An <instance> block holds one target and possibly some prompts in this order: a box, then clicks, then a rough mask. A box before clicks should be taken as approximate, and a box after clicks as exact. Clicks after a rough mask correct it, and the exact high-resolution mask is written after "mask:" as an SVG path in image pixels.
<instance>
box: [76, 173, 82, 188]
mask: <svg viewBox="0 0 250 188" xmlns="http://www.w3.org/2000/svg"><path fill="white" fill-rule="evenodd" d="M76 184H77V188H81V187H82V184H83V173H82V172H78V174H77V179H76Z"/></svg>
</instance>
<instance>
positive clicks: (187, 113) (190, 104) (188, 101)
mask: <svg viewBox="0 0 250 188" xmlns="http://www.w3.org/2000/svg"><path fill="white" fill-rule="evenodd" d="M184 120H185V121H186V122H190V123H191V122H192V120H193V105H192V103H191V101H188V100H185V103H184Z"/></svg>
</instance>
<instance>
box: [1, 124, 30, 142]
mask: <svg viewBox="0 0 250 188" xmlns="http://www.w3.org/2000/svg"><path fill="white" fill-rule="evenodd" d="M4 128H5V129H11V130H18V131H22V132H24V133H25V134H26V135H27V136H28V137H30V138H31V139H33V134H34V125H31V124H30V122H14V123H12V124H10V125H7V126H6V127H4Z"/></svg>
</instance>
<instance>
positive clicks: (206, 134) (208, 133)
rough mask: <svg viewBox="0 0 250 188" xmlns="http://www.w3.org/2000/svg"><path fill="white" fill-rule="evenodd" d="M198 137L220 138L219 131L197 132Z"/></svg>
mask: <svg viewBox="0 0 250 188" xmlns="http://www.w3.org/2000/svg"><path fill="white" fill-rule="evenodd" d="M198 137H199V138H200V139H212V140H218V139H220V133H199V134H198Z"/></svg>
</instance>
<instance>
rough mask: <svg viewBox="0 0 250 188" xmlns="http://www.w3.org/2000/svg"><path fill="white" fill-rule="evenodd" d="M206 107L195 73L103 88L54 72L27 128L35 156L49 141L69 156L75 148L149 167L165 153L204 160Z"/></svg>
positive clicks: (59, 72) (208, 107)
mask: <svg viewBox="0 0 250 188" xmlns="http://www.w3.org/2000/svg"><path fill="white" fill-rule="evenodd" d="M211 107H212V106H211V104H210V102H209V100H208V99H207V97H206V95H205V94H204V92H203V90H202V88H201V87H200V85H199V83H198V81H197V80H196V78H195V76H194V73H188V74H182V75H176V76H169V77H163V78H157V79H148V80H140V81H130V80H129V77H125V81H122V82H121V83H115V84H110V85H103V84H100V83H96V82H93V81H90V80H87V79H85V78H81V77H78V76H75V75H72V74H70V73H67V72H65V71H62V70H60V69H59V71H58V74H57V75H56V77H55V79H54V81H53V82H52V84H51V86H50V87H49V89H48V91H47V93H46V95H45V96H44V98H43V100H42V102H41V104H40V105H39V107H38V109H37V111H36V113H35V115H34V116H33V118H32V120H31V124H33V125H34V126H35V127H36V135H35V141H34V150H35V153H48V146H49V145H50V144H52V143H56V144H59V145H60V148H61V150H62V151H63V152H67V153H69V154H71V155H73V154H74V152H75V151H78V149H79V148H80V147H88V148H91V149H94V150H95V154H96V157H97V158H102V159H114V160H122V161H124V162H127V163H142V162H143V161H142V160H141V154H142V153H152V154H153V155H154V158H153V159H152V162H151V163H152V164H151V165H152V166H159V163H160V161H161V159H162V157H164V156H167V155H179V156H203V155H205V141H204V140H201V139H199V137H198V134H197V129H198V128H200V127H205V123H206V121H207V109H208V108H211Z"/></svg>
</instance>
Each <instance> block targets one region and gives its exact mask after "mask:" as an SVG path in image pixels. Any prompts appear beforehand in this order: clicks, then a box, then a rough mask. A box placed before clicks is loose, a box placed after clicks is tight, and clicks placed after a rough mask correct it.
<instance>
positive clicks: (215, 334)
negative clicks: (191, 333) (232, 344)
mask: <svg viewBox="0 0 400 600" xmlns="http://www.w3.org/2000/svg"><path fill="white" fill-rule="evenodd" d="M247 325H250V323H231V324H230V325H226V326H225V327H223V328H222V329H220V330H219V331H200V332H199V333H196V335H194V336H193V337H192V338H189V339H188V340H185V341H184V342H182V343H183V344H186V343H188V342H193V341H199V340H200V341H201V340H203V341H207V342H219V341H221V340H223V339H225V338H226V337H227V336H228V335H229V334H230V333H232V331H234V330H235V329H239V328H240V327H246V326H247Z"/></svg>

= Exercise description =
Copy out the data exactly as it stands, leaving nothing out.

= Solution =
An <instance> block holds one target and possibly some prompts in this order: a box, then clicks, then a rough mask. A box before clicks should be taken as approximate, and a box after clicks as exact. Clicks after a rough mask correct it, and the exact high-resolution mask is written after "mask:" as an SVG path in image pixels.
<instance>
box: [76, 173, 82, 188]
mask: <svg viewBox="0 0 250 188" xmlns="http://www.w3.org/2000/svg"><path fill="white" fill-rule="evenodd" d="M76 184H77V188H81V187H82V184H83V173H82V172H78V174H77V179H76Z"/></svg>
</instance>
<instance>
positive clicks: (187, 113) (190, 104) (188, 101)
mask: <svg viewBox="0 0 250 188" xmlns="http://www.w3.org/2000/svg"><path fill="white" fill-rule="evenodd" d="M184 120H185V121H186V122H190V123H191V122H192V120H193V105H192V103H191V101H188V100H185V103H184Z"/></svg>
</instance>
<instance>
box: [1, 124, 30, 142]
mask: <svg viewBox="0 0 250 188" xmlns="http://www.w3.org/2000/svg"><path fill="white" fill-rule="evenodd" d="M4 128H5V129H11V130H18V131H22V132H24V133H25V134H26V135H27V136H28V137H30V138H31V139H33V134H34V125H31V124H30V122H14V123H12V124H10V125H7V126H6V127H4Z"/></svg>
</instance>
<instance>
positive clicks: (206, 134) (208, 133)
rough mask: <svg viewBox="0 0 250 188" xmlns="http://www.w3.org/2000/svg"><path fill="white" fill-rule="evenodd" d="M198 137L220 138L219 131L197 132Z"/></svg>
mask: <svg viewBox="0 0 250 188" xmlns="http://www.w3.org/2000/svg"><path fill="white" fill-rule="evenodd" d="M198 137H199V138H200V139H212V140H218V139H220V133H199V134H198Z"/></svg>
</instance>
<instance>
rough mask: <svg viewBox="0 0 250 188" xmlns="http://www.w3.org/2000/svg"><path fill="white" fill-rule="evenodd" d="M206 107L195 73L103 88L54 72L27 128L35 156L49 141L69 156L75 148L149 167L165 153L204 160Z"/></svg>
positive clicks: (59, 72) (208, 107)
mask: <svg viewBox="0 0 250 188" xmlns="http://www.w3.org/2000/svg"><path fill="white" fill-rule="evenodd" d="M211 107H212V106H211V104H210V102H209V100H208V99H207V97H206V95H205V94H204V92H203V90H202V88H201V87H200V85H199V83H198V81H197V80H196V78H195V76H194V73H188V74H182V75H176V76H169V77H163V78H157V79H148V80H140V81H130V80H129V77H125V81H122V82H121V83H115V84H110V85H103V84H100V83H96V82H93V81H90V80H87V79H85V78H81V77H78V76H75V75H72V74H70V73H67V72H65V71H62V70H60V69H59V71H58V74H57V75H56V77H55V79H54V81H53V82H52V84H51V86H50V87H49V89H48V91H47V93H46V95H45V96H44V98H43V100H42V102H41V104H40V105H39V107H38V109H37V111H36V113H35V115H34V116H33V118H32V120H31V124H33V125H34V126H35V127H36V135H35V141H34V150H35V153H48V146H49V145H50V144H52V143H56V144H59V145H60V148H61V150H62V151H63V152H67V153H69V154H71V155H73V154H74V152H75V151H78V149H79V148H80V147H88V148H91V149H94V150H95V154H96V157H97V158H102V159H114V160H122V161H124V162H127V163H142V162H143V161H142V160H141V154H142V153H152V154H153V155H154V158H153V159H152V162H151V163H152V164H151V165H152V166H159V163H160V161H161V159H162V157H164V156H167V155H179V156H203V155H205V141H204V140H201V139H199V137H198V134H197V129H198V128H200V127H205V123H206V121H207V109H208V108H211Z"/></svg>
</instance>
Each <instance> block targets one region and gives its exact mask after "mask:" as an SVG path in image pixels. Any prompts appear beforehand in this order: clicks, then a box, then a rough mask. A box placed before clicks is loose, a box placed after clicks is tight, and clicks placed after a rough mask correct it.
<instance>
positive clicks: (215, 334)
negative clicks: (191, 333) (232, 344)
mask: <svg viewBox="0 0 400 600" xmlns="http://www.w3.org/2000/svg"><path fill="white" fill-rule="evenodd" d="M247 325H250V323H231V324H230V325H226V326H225V327H223V328H222V329H220V330H219V331H200V332H199V333H196V335H194V336H193V337H192V338H189V339H188V340H185V341H184V342H182V343H183V344H186V343H188V342H193V341H199V340H200V341H201V340H203V341H207V342H219V341H221V340H223V339H225V338H226V337H227V336H228V335H229V334H230V333H232V331H234V330H235V329H239V328H240V327H246V326H247Z"/></svg>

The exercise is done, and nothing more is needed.